* [Article]
^^^^^^^^^^^^^^^^
Houston Community College gets a user-friendly system that Windows-trained administrators are comfortable maintaining.

Faculty Web presence grows with Plone via Enfold Server, Proxy

Overview

“The Learning Web is the creative platform on which we will build a twenty-first century learning environment. If we construct it correctly, it will fundamentally change and revolutionize the way we do business. It will lead the way.”

Dr. Zachary R. Hodges, President, Houston Community College Northwest

Business need

With students increasingly depending on the Internet for information, Houston Community College Northwest needed to make more of its course resources available online. Faculty members needed the ability to build and manage their own Web presences, with a platform that was easier to use and more accessible than the college’s course management system.

Solution

Enfold Server and Enfold Proxy, plus training services provided by Enfold and Plone Bootcamps

Benefits

Faculty-member presence on the Web has grown tremendously, increasing student satisfaction and laying groundwork for better academic performance.

About Houston Community College Northwest

The Houston Community College System is one of the largest community college systems in the United States, serving more than 55,000 students in Houston and the surrounding area. Northwest College is one of five area colleges in the system, which also includes a health sciences college and a distance education program. The system provides courses for transfer to four-year institutions as well as terminal degrees, continuing education, corporate training and certificates in more than 70 fields of work.
^^^^^^^^^^^^^^^^
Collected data
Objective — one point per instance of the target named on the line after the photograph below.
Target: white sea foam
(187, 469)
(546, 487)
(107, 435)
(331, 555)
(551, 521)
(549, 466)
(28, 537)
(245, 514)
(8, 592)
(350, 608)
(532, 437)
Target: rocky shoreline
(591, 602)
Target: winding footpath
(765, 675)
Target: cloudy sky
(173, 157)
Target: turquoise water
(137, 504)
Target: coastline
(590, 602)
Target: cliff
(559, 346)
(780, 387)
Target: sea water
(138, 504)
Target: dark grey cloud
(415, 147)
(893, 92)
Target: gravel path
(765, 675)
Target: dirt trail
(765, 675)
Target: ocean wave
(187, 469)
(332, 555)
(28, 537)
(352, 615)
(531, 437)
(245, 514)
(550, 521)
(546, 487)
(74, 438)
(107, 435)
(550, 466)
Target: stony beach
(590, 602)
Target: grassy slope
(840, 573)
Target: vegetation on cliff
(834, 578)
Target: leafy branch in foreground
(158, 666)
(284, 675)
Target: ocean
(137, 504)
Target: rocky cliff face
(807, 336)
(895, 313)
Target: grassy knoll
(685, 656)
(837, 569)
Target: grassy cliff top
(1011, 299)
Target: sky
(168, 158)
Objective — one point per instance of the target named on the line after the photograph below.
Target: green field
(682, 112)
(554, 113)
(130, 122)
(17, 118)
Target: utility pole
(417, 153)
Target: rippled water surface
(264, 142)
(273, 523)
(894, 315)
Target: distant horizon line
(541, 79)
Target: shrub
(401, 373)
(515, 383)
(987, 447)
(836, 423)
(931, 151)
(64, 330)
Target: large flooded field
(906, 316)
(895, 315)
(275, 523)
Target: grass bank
^^^^^^^^^^^^^^^^
* [Problem statement] According to the case study on Houston Community College, how many students does the Houston Community College System serve?

* [Task response] More than 55,000 students in Houston and the surrounding area.